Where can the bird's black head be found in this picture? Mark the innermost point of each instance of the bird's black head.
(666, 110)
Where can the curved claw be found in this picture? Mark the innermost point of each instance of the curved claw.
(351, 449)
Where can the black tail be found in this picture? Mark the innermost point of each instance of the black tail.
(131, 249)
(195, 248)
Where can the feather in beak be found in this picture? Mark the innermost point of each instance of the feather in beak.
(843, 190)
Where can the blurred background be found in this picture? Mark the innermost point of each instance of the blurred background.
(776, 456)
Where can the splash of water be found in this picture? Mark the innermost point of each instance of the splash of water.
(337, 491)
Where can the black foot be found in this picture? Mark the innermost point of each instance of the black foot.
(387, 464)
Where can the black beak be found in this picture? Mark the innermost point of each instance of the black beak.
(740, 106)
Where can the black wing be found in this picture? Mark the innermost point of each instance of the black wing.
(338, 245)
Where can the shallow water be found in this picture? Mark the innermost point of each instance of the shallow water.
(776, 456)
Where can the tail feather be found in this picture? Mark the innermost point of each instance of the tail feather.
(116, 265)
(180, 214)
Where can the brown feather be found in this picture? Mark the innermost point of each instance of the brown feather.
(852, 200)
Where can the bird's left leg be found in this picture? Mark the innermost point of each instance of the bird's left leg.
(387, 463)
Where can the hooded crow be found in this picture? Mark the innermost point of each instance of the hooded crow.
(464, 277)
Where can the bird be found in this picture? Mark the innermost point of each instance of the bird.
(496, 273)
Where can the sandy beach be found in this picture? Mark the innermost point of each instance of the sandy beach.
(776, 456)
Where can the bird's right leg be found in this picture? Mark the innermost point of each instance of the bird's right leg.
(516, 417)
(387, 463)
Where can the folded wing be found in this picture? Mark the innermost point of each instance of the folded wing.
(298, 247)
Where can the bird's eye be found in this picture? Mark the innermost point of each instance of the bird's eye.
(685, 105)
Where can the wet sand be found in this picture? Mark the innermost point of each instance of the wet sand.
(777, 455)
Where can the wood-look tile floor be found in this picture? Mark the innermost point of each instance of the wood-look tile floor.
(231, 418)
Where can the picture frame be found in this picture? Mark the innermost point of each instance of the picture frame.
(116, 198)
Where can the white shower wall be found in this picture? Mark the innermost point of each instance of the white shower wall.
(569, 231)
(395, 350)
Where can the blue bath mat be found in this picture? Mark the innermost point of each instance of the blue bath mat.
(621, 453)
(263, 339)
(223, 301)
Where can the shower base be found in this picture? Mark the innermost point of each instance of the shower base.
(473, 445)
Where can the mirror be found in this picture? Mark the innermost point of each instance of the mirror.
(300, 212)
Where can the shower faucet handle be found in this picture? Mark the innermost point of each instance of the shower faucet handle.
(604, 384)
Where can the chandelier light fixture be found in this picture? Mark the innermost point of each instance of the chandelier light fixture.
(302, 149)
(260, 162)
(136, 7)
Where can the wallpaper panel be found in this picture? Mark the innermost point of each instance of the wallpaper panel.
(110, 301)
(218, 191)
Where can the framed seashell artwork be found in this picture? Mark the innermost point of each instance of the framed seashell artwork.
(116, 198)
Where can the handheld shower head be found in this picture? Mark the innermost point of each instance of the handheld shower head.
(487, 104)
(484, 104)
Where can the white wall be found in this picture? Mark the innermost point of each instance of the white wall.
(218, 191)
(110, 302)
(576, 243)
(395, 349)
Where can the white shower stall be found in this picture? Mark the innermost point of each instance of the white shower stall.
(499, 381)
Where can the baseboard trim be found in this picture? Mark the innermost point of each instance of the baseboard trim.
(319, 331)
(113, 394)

[Request]:
Output the stretch of the records from the line containing "Where can the baseboard" through the end of the records as a Markdown table with two columns, Row and Line. Number the rows, include both ends, and leave out blank lines.

[Task output]:
| Row | Line |
|---|---|
| 1 | Where can the baseboard trim be found in this picture? Mark the innermost point of each instance of the baseboard trim. |
| 2 | (319, 331) |
| 3 | (113, 394) |